▶ DIRECTIONS FOR THIS TASK: Lay out everything from the line containing "Task: identify the wooden" down to the last line of the items below as a JSON list of strings, one string per line, leaving out blank lines.

▶ Stored items from a collection:
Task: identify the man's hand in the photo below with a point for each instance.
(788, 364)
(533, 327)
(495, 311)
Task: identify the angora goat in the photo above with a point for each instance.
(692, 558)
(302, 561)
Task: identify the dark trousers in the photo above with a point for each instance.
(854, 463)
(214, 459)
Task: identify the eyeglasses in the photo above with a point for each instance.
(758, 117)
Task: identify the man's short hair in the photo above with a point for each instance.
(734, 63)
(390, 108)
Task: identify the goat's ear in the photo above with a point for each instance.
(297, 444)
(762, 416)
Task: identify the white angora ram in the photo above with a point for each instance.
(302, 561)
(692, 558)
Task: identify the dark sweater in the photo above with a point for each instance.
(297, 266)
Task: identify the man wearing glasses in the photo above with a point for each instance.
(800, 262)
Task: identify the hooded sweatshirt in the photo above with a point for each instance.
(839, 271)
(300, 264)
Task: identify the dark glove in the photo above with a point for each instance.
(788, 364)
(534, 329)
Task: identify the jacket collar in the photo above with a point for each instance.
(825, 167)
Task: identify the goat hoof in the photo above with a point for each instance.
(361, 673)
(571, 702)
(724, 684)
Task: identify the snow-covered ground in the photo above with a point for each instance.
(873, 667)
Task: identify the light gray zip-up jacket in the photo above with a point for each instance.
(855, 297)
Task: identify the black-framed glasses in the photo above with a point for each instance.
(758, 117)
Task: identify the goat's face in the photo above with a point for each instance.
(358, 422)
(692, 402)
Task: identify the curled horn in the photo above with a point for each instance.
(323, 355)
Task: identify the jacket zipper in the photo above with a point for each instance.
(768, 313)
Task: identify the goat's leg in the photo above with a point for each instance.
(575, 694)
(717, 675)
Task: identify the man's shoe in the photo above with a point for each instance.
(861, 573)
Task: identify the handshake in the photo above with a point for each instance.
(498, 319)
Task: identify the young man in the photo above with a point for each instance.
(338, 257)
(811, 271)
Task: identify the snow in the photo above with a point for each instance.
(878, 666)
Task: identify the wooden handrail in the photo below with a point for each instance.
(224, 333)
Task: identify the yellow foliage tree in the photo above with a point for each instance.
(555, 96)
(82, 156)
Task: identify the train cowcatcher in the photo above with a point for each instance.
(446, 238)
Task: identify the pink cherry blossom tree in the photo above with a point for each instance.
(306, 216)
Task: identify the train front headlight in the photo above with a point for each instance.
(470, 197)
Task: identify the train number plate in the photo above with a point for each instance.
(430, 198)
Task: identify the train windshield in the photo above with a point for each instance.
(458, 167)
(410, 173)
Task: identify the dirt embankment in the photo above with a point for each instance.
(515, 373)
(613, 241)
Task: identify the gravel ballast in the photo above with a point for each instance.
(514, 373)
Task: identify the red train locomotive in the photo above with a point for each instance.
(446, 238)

▶ FINISHED ANSWER:
[
  "Task: identify the wooden handrail in the photo below with a point for each instance.",
  "(224, 333)",
  "Task: identify the yellow foliage tree in the photo above with a point for each instance.",
  "(555, 96)",
  "(82, 156)",
  "Task: identify the train cowcatcher in the photo above with a point for each instance.",
  "(446, 238)",
  "Task: identify the pink cherry blossom tree in the photo above with a point for each instance.",
  "(306, 216)",
  "Task: identify the train front headlight in the photo above with a point for each instance.",
  "(470, 197)",
  "Task: identify the train number plate in the photo above with a point for each instance.",
  "(430, 198)",
  "Task: identify the train windshield in the photo above with a point for each instance.",
  "(458, 167)",
  "(410, 173)",
  "Task: identify the dirt embankment in the photo above with a point for each instance.",
  "(515, 373)",
  "(613, 241)",
  "Task: identify the gravel ballast in the photo above with a point for each instance.",
  "(514, 373)",
  "Task: identify the red train locomotive in the photo above with a point for each instance.",
  "(446, 238)"
]